- **Exercise inputs**:
********************
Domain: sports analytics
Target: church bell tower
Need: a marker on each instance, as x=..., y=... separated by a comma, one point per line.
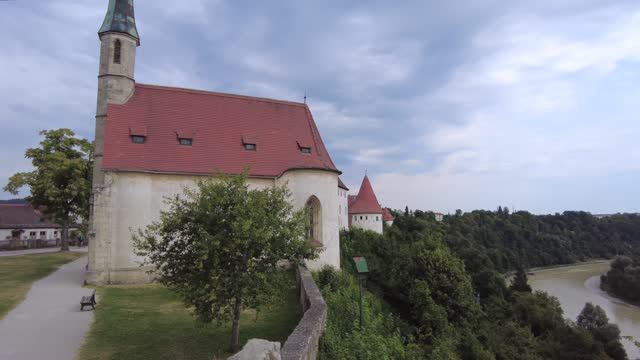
x=119, y=40
x=116, y=83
********************
- **Exercise aim**: Recast the rows above as a two-column CSV with the header instruction,points and one line for each row. Put each field in double quotes, replace line breaks within a field with spaces, and leave out the pictures.

- **Answer to this exercise**:
instruction,points
"Domain: sports analytics Target: church bell tower Need: a marker on each instance, as x=..., y=... separated by a comma, one point per line.","x=119, y=40 x=116, y=83"